§ OBJECTIVE
Reproduce everything from the start of the data down to the line containing "[(399, 321)]", both ends included and the requests kept, with each point coordinate in the outputs rescaled by a factor of 2.5 and rounded to a whole number, halves rounding up. Leave the pictures out.

━━ INPUT MATERIAL

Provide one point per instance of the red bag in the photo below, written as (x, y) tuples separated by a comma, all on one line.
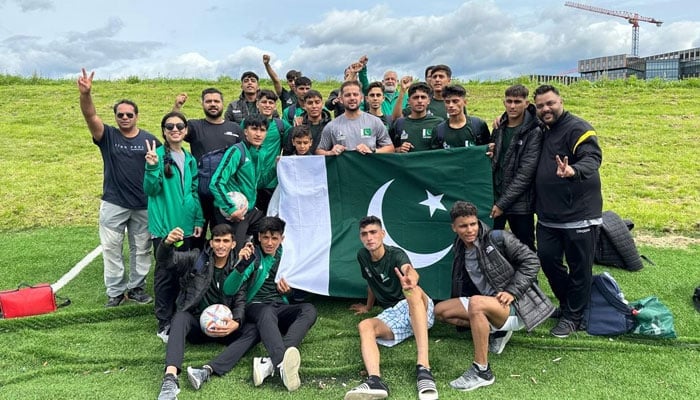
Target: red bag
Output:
[(28, 300)]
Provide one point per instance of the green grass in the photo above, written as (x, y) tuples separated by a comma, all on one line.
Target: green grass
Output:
[(85, 351), (51, 183), (52, 173)]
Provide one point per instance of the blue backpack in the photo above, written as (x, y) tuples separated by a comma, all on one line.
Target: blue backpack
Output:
[(607, 314)]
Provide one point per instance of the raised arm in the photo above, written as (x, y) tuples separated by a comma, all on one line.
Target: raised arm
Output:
[(94, 122), (273, 76)]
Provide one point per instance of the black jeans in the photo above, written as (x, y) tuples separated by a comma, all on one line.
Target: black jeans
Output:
[(166, 285), (571, 285), (281, 325), (185, 326)]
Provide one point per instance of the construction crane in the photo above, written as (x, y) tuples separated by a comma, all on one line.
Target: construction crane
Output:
[(631, 17)]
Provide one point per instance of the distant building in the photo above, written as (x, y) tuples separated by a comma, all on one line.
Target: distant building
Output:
[(669, 66)]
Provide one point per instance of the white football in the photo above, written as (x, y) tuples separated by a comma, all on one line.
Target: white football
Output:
[(214, 316), (238, 199)]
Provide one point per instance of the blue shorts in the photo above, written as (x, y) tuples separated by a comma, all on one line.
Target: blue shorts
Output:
[(399, 321)]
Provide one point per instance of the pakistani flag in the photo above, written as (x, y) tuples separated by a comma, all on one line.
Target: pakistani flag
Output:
[(322, 199)]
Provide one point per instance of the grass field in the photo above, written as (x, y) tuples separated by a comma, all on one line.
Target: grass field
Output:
[(51, 183)]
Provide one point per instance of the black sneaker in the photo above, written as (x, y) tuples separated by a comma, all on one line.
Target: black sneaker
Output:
[(425, 384), (139, 295), (371, 389), (197, 376), (564, 328), (169, 388), (115, 301)]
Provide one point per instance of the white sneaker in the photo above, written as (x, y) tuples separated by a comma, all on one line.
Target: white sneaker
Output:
[(289, 370), (262, 368)]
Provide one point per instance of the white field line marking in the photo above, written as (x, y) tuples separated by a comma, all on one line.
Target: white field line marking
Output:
[(76, 269)]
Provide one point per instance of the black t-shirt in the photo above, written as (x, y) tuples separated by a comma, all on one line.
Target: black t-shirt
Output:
[(124, 162), (203, 136)]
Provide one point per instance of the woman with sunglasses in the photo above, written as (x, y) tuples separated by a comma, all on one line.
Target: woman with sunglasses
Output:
[(170, 182)]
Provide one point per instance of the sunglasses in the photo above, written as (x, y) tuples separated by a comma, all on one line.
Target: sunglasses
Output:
[(171, 127)]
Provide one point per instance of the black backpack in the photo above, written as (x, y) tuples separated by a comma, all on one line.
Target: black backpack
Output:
[(607, 314), (209, 162)]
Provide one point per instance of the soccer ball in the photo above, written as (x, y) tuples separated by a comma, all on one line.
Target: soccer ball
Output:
[(213, 316), (238, 199)]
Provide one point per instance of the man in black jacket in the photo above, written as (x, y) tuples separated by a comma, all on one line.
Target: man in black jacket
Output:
[(493, 291), (202, 280), (517, 146), (569, 206)]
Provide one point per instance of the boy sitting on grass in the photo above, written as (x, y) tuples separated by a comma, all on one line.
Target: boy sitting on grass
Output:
[(408, 311), (282, 326)]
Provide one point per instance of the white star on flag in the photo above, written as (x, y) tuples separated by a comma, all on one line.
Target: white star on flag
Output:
[(434, 202)]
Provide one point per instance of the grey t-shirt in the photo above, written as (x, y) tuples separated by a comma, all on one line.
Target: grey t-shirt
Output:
[(471, 264), (366, 129)]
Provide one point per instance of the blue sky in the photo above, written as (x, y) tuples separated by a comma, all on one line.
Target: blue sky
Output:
[(490, 39)]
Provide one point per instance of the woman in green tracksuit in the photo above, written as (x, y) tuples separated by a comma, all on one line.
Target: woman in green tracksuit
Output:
[(170, 182)]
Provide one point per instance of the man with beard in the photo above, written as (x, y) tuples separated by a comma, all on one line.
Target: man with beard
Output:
[(569, 206), (416, 131), (440, 76), (518, 141), (246, 104), (355, 129), (287, 97), (206, 135), (315, 117), (124, 203)]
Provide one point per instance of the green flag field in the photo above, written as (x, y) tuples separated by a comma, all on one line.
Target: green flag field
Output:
[(51, 181)]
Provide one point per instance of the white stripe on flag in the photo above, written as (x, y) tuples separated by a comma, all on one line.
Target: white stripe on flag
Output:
[(304, 206)]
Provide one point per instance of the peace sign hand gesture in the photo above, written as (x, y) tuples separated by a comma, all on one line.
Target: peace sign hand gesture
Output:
[(151, 156), (85, 82)]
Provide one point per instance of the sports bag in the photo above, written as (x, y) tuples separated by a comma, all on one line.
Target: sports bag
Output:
[(29, 300), (607, 313), (653, 318)]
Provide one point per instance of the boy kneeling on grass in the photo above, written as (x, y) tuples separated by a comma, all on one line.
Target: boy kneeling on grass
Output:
[(202, 275), (282, 326), (494, 291), (408, 311)]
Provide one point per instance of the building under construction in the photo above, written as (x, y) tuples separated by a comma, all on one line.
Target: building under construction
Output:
[(668, 66)]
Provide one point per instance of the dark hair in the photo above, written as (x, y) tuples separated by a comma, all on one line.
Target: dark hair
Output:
[(442, 67), (349, 83), (462, 209), (125, 101), (248, 74), (454, 90), (301, 131), (311, 94), (302, 81), (271, 224), (257, 120), (375, 85), (293, 74), (419, 86), (542, 89), (428, 71), (268, 94), (167, 158), (222, 230), (210, 91), (370, 220), (517, 91)]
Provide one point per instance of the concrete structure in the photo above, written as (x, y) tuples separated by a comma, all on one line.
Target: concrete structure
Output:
[(668, 66)]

━━━━

§ WRITTEN SOLUTION
Provide one point per instance of the red bag in the photo below, written as (x, y) tuples separated by a comma, all on one line.
Target: red bag
Output:
[(70, 750)]
Provide one point per instance of the green grass in the photo above, written as (x, y) tuples separated by a comma, all on one line.
Target: green grass
Output:
[(213, 878), (128, 458), (130, 433)]
Provide one point per instance of the blue backpack in the photo above, written as (x, y) tuples separated by a comma, all on one line.
Target: blue backpack
Output:
[(1518, 785)]
Provide one point per instance of the raised arm in the photo above, written as (x, y) tuples separated by a comma, all on one line.
Target: raised arm
Output:
[(235, 305), (683, 190)]
Provide one point per instance of the black jeans in the photo above, written as (x, y) tuples separated by a comma, all on one line.
Target: black jeans
Output:
[(415, 713), (1428, 713), (703, 813), (463, 815)]
Provide one point per instance of the construction crane in the photo above, written as (x, y) tuples separated by a comma, all on one line.
Target: construction crane
Output:
[(1578, 43)]
Provide one point per instance of the distant building in the photo above, written as (x, y) tuples separated by a comma, all on one line.
Target: distant building
Output:
[(1673, 165)]
Provide one point per instance of the white football in the photo above, written as (x, y) tuples separated by a comma, all on one line.
Target: white football
Output:
[(535, 790), (595, 498)]
Provide one point per instance of the blue shorts in the photo above, written as (x, y) tuples separated by a comma, all on one line.
Target: blue shorts
Output:
[(998, 803)]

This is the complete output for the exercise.